From the records below, express as a JSON list of strings the lines starting with the one containing "Where can you see the boy here?" and continuing through the one containing "[[242, 175]]", with one string per line and blank lines omitted.

····················

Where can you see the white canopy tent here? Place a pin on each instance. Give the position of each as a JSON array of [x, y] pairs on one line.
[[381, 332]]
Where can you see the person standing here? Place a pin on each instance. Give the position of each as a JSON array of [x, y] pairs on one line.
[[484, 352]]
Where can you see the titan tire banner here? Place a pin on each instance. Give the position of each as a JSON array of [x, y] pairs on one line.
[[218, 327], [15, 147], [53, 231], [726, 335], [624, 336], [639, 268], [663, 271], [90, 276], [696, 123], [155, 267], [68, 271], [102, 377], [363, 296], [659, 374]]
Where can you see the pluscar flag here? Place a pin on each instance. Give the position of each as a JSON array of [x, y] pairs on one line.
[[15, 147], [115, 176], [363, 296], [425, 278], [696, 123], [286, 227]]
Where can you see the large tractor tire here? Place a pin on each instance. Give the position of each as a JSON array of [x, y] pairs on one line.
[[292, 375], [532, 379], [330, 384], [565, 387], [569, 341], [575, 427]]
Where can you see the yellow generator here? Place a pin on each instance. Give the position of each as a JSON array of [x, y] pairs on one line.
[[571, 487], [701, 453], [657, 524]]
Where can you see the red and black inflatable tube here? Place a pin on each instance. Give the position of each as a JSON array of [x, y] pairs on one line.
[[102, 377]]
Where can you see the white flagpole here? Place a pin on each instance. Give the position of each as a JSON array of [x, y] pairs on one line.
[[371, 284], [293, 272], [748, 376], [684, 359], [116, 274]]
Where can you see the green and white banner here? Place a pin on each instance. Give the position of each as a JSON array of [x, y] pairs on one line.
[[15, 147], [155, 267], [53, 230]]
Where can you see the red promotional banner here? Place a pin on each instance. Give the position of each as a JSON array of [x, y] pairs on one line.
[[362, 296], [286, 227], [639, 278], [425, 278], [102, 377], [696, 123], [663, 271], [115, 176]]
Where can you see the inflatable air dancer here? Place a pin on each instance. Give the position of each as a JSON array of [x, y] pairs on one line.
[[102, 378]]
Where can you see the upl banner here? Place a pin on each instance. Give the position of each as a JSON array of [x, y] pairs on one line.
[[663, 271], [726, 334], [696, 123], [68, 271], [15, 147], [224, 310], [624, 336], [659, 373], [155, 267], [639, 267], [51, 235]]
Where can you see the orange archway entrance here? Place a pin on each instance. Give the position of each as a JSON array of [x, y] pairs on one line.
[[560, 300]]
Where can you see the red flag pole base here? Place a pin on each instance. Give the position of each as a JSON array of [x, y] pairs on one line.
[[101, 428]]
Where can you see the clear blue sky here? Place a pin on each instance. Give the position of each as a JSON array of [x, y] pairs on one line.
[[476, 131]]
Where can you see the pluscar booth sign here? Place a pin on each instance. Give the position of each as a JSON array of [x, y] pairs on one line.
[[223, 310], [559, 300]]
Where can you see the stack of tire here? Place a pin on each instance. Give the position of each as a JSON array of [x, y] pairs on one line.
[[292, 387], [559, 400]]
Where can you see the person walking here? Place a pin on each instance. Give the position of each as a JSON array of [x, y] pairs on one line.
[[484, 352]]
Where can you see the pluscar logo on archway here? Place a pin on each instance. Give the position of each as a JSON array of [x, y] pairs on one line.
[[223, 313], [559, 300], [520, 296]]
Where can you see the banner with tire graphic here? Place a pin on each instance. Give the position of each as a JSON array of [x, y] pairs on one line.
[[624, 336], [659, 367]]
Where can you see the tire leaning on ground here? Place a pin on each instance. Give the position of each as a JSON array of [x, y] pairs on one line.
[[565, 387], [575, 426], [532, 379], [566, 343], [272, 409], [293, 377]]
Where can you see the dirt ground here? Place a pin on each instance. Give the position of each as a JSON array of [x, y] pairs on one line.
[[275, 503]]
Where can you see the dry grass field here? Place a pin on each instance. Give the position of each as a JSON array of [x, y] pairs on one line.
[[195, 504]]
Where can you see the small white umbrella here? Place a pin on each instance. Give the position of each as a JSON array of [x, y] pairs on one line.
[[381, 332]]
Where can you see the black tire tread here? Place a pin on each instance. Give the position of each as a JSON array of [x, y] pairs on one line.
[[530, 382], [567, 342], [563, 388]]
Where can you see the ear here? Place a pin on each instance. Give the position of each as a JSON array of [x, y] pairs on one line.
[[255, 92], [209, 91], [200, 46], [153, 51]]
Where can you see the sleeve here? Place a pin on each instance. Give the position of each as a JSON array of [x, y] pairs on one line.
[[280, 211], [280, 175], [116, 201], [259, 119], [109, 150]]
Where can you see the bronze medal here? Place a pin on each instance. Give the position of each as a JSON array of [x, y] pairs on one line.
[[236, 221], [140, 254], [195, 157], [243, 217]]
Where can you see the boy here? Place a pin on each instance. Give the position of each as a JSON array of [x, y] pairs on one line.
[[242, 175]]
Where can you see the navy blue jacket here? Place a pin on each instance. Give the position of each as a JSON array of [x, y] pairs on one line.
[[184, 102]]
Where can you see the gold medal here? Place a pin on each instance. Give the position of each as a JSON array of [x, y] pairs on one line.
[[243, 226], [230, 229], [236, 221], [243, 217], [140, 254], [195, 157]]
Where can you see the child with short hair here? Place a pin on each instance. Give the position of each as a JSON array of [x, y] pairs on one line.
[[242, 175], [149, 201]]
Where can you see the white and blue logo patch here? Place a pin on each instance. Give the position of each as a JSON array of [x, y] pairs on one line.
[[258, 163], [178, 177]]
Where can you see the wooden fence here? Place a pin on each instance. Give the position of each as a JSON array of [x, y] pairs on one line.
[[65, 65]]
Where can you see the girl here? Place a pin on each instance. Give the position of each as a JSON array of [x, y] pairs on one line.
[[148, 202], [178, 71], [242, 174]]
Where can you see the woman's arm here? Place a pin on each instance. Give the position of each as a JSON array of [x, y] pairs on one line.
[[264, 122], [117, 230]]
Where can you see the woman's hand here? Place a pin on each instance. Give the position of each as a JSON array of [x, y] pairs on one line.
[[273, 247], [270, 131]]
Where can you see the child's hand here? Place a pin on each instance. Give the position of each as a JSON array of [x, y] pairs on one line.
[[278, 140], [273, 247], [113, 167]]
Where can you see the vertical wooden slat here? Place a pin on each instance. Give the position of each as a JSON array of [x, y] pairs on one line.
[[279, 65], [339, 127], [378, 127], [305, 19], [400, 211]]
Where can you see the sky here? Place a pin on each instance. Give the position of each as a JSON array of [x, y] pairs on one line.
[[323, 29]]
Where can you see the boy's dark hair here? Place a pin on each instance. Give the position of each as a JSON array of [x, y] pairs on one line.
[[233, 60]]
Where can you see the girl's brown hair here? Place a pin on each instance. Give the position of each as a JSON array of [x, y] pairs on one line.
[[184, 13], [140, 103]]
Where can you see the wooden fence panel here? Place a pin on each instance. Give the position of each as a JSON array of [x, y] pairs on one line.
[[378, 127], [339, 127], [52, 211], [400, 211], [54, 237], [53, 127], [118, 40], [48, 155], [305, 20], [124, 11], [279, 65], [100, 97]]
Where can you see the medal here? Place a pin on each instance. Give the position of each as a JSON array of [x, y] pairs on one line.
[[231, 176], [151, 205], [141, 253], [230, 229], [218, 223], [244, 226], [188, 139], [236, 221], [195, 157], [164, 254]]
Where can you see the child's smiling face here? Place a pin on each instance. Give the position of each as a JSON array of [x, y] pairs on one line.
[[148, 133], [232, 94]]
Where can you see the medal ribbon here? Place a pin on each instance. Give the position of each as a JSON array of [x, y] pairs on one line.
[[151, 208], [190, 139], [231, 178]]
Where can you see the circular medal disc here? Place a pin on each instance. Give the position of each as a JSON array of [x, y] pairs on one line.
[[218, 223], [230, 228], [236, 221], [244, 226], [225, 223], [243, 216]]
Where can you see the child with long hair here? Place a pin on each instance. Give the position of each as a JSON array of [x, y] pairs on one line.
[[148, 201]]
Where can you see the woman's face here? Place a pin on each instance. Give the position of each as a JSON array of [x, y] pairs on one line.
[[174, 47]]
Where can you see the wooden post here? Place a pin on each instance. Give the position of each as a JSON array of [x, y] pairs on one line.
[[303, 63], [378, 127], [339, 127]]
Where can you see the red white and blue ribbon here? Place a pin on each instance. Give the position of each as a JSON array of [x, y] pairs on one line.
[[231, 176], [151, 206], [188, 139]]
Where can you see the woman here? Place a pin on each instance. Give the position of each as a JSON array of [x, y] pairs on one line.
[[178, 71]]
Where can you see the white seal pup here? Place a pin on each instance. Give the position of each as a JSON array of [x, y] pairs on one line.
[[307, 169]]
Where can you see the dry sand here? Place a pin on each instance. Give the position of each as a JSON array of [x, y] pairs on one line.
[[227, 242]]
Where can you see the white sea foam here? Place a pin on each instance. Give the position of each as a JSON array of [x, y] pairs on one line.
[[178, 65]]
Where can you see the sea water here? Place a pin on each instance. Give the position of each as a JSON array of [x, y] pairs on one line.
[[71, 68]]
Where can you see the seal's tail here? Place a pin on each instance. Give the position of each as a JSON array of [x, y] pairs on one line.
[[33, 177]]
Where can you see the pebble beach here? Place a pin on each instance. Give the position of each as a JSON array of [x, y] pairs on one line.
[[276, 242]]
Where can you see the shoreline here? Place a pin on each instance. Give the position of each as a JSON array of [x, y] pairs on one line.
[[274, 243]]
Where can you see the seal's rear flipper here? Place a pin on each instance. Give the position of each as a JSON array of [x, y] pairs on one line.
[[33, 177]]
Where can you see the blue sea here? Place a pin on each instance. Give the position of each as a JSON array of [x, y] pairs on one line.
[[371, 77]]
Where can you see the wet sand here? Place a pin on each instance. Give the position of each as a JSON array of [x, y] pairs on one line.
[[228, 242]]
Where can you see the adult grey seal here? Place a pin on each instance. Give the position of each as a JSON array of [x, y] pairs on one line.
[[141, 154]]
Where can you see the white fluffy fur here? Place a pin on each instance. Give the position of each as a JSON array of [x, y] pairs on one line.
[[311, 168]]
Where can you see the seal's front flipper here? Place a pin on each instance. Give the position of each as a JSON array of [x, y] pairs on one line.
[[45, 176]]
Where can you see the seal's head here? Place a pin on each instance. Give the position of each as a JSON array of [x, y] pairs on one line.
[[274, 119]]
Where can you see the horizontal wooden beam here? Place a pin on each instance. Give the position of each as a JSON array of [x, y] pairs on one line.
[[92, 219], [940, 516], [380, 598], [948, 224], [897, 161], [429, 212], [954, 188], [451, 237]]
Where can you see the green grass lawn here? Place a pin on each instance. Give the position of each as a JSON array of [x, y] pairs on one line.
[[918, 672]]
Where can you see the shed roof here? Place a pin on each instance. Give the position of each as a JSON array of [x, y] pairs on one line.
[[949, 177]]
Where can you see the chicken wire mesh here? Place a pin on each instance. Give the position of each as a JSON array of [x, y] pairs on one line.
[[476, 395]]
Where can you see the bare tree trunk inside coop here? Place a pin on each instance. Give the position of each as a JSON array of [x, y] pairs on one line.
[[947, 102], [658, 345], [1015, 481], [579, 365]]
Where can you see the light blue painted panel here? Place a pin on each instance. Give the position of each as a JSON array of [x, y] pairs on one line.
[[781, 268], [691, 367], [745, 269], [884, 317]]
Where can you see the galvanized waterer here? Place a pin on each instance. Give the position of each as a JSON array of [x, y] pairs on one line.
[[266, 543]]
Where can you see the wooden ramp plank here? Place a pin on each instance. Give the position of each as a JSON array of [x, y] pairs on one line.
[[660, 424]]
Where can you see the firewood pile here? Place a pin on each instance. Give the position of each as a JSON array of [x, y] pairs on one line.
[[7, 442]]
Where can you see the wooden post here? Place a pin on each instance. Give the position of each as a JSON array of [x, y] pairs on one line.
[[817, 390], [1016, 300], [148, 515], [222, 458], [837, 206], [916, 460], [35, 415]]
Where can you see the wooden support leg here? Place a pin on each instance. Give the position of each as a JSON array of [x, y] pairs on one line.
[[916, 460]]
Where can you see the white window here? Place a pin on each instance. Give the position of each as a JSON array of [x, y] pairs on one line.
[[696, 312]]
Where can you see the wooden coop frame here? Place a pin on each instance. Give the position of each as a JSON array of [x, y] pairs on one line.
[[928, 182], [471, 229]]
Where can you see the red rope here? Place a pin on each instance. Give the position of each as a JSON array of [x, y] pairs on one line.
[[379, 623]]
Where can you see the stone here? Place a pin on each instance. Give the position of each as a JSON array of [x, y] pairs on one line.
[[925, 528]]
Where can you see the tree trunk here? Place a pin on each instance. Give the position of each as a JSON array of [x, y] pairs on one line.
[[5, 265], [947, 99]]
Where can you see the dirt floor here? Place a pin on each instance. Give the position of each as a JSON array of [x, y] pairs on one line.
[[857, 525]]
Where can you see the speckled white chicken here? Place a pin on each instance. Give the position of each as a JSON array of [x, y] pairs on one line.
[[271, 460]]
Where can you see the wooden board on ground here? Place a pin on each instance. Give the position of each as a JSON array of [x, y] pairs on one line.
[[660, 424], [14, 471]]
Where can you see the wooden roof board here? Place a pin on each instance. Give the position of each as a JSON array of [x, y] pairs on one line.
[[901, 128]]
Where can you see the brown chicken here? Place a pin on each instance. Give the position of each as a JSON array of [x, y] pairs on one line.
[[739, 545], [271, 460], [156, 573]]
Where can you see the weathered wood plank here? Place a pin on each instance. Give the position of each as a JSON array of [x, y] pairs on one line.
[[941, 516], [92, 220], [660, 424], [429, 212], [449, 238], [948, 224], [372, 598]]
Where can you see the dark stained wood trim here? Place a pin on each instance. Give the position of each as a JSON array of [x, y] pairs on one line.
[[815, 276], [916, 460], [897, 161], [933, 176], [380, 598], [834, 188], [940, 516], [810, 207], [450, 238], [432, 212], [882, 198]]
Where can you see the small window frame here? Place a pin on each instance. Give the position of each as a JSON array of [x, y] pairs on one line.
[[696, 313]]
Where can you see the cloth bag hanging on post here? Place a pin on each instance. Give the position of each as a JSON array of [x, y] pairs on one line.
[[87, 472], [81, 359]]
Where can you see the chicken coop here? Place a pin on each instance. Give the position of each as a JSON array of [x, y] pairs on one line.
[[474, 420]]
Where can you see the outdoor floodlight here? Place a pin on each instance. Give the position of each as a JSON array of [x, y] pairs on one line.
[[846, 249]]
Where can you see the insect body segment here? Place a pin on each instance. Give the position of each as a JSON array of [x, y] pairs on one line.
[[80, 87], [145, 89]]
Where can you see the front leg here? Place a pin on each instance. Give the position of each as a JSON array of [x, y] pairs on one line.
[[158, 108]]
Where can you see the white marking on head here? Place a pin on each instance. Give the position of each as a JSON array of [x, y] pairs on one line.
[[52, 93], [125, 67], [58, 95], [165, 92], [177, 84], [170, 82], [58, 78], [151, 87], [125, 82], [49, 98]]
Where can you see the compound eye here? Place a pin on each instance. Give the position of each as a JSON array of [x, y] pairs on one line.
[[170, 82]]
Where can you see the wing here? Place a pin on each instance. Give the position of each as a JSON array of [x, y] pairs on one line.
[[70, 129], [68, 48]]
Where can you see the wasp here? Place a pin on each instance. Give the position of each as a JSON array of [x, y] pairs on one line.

····················

▶ **Written response**
[
  "Where can you see the boy here? Place a pin on each instance. Give the position of each as a JSON array of [x, y] pairs on one line.",
  "[[242, 175]]"
]